**EXERCISE:** Give the lines again, starting at the top of the records and stopping after the line that contains "73), (294, 65)]", with "painted wall mural" changed to "wall painting" and nothing else altered.
═══ INFORMATION PROVIDED ═══
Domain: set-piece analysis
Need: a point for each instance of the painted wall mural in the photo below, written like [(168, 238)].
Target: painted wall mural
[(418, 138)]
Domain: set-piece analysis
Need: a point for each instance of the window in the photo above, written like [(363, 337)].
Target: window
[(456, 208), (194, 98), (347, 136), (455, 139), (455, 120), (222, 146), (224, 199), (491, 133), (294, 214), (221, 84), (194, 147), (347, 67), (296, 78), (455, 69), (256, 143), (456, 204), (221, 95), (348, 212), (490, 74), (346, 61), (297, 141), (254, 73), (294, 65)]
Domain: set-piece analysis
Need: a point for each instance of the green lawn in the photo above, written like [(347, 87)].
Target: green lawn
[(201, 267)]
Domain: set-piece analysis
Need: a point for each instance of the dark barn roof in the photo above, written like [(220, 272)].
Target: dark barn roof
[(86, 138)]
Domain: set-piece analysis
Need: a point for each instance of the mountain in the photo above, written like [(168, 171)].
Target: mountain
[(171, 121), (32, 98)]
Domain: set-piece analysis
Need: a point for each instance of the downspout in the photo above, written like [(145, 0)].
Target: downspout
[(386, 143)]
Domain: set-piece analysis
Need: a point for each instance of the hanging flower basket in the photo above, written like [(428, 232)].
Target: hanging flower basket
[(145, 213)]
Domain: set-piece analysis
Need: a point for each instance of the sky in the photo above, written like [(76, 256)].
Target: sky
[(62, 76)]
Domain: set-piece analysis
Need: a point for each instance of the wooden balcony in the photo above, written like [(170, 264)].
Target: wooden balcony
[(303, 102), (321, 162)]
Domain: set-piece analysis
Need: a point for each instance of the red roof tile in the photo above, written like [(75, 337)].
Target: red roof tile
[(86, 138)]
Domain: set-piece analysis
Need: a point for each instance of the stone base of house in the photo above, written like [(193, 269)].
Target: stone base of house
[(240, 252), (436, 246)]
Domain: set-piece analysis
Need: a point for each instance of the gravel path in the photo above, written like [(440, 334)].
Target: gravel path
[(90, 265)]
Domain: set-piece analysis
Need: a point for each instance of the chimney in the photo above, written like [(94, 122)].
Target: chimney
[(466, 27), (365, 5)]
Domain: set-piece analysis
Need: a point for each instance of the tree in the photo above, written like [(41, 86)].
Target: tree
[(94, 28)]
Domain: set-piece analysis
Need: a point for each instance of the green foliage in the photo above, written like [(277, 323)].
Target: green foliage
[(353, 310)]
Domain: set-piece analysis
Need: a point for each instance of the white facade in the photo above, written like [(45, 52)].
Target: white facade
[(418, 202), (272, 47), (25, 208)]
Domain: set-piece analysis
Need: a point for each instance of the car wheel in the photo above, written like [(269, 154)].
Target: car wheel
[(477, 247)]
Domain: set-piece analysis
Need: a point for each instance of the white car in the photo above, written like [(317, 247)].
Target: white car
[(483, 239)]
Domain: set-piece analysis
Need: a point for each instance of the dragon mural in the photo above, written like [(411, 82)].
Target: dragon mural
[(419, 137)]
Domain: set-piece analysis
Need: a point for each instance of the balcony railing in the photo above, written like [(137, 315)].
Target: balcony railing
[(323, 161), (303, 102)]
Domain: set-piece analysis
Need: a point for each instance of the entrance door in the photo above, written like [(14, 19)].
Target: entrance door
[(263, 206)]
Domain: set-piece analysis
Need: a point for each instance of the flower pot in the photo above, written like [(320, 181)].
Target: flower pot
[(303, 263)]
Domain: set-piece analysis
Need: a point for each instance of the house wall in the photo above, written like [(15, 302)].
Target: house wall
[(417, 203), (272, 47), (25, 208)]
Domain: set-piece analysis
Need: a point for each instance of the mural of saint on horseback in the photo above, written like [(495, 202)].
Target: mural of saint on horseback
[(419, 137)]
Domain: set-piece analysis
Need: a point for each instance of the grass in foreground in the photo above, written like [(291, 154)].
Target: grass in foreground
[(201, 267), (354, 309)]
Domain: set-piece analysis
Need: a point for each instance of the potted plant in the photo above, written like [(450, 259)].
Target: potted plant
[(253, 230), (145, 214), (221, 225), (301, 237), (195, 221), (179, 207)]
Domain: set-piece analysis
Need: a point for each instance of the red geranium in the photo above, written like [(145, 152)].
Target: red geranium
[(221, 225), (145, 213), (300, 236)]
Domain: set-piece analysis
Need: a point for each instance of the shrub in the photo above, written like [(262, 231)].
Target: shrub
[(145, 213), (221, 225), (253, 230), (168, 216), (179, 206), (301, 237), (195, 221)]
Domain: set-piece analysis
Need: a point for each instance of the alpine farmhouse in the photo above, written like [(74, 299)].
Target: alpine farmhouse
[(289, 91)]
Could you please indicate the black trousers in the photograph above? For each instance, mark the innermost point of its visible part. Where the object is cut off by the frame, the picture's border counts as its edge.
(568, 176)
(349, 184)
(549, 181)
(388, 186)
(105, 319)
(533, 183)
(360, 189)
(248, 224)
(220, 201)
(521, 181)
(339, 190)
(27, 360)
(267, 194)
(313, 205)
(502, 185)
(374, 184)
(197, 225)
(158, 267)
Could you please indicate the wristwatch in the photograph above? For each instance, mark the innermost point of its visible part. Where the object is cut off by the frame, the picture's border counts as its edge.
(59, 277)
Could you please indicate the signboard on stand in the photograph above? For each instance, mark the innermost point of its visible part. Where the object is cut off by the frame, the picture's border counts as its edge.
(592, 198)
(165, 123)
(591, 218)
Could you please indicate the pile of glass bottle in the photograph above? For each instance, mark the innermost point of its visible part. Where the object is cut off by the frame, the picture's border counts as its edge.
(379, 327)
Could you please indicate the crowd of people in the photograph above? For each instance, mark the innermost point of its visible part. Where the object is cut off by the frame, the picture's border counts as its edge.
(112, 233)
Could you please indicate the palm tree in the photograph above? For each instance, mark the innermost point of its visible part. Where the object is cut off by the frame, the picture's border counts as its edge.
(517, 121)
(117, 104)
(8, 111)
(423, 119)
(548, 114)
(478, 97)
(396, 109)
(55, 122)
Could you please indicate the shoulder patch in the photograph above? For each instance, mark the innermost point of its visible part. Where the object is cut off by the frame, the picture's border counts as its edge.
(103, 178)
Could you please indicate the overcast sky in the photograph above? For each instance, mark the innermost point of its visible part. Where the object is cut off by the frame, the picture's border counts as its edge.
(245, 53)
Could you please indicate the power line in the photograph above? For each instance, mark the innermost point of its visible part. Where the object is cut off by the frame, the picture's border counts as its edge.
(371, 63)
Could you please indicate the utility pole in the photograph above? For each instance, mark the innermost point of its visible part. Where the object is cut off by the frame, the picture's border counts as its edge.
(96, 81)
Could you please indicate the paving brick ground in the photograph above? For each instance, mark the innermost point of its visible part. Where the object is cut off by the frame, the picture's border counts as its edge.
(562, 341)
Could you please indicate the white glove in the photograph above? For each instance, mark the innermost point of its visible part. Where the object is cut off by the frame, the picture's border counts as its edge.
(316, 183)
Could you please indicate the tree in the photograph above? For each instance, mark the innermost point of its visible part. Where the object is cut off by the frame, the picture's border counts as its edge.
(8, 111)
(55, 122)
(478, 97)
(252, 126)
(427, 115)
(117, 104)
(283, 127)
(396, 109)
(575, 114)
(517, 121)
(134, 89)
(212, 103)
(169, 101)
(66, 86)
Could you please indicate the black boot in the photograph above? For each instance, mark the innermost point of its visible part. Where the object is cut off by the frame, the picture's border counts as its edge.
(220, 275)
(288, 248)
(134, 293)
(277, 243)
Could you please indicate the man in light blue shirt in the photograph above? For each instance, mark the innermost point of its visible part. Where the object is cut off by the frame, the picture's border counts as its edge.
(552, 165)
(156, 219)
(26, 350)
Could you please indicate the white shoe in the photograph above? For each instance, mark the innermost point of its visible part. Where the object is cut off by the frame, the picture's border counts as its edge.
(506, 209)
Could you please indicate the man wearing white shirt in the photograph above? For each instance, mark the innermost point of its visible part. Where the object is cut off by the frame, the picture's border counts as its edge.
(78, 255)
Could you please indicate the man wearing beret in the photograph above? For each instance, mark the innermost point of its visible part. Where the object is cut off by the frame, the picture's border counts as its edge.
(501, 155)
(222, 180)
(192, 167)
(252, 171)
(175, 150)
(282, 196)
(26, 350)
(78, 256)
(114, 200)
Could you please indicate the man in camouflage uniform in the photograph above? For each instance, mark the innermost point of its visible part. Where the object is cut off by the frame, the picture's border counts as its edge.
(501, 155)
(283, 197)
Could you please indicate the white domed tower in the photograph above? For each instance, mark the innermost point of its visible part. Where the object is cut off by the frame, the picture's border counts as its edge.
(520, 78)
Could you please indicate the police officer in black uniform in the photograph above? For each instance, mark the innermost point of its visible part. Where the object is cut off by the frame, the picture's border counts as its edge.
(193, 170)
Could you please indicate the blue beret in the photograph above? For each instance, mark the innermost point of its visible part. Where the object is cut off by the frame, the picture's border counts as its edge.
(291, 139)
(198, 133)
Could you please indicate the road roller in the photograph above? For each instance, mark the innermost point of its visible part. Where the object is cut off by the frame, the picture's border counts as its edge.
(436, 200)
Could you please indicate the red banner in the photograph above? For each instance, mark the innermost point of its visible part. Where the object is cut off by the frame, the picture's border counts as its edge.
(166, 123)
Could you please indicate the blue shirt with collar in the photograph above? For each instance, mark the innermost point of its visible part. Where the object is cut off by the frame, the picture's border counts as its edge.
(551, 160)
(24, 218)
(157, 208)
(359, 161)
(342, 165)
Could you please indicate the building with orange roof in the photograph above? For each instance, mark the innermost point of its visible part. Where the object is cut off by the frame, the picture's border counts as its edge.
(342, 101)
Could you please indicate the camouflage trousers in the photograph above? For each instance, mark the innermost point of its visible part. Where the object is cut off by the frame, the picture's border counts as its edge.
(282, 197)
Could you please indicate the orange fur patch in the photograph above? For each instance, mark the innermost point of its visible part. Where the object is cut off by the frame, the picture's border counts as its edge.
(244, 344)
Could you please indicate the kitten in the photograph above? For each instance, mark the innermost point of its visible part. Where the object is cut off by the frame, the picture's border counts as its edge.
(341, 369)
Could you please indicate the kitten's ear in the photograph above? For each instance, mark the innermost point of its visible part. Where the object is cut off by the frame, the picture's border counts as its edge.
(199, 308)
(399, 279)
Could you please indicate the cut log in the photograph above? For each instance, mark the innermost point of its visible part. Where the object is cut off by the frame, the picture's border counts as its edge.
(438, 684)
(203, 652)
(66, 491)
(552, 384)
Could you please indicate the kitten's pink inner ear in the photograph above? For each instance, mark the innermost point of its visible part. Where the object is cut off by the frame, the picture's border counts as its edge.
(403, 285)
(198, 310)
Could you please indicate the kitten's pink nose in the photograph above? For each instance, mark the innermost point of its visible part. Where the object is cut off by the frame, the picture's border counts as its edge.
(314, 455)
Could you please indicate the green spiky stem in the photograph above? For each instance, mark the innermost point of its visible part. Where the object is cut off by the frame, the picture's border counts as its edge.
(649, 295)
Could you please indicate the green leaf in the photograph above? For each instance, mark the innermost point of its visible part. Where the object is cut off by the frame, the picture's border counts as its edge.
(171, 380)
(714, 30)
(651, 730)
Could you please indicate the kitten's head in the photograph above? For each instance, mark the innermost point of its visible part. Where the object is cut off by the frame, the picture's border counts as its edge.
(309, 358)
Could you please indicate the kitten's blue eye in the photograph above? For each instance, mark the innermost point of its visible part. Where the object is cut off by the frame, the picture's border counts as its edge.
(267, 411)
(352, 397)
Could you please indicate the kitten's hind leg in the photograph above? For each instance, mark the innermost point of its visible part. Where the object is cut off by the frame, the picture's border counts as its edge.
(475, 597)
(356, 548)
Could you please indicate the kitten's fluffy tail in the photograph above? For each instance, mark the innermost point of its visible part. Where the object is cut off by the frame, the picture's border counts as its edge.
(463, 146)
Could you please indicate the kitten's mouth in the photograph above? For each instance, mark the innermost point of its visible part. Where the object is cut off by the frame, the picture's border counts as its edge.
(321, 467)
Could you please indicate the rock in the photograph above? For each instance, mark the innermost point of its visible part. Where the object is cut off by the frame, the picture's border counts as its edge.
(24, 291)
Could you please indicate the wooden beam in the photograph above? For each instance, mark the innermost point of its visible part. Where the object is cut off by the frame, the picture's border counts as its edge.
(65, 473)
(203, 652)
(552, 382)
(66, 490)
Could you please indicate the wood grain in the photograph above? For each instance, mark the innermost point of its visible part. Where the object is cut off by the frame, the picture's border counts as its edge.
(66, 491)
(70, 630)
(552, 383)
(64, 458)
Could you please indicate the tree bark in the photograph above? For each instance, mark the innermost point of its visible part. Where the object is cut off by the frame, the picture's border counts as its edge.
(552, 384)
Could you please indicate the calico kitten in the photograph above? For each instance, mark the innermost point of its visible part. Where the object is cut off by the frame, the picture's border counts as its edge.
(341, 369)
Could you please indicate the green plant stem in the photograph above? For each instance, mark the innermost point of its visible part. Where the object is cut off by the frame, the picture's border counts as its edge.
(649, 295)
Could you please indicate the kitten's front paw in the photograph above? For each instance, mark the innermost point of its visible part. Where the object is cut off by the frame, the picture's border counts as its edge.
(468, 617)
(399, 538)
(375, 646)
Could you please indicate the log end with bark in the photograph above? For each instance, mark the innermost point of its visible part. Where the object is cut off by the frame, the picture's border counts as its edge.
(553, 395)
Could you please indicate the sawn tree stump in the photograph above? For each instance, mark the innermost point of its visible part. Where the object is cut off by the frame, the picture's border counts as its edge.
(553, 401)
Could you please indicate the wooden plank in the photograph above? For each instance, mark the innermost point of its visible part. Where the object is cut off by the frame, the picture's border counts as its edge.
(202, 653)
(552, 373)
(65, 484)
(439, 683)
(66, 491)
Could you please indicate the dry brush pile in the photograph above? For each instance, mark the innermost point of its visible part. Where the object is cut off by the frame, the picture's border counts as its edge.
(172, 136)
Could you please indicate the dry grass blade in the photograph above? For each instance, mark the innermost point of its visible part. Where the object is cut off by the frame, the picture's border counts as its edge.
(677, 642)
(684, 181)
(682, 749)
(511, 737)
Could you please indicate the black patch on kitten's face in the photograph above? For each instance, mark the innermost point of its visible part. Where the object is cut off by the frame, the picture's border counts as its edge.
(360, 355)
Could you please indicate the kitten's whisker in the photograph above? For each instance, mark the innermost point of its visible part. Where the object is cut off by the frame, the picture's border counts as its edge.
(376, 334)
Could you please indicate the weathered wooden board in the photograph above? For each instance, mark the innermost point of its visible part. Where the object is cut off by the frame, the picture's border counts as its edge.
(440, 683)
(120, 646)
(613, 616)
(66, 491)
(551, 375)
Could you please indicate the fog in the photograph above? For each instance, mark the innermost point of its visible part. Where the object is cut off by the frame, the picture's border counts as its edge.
═══
**ANSWER TO THE EXERCISE:**
Domain: set-piece analysis
Need: a point for each instance of the wall painting in the photo below, written like [(168, 238)].
Target: wall painting
[(418, 138)]
Domain: set-piece analysis
Need: a point for each instance of the window in the photo above, written like [(363, 337)].
Target: window
[(456, 208), (194, 98), (347, 136), (455, 139), (455, 120), (222, 146), (224, 199), (491, 133), (294, 214), (221, 84), (194, 147), (347, 67), (296, 78), (455, 69), (256, 143), (456, 204), (221, 95), (348, 212), (490, 74), (346, 61), (297, 141), (254, 73), (294, 65)]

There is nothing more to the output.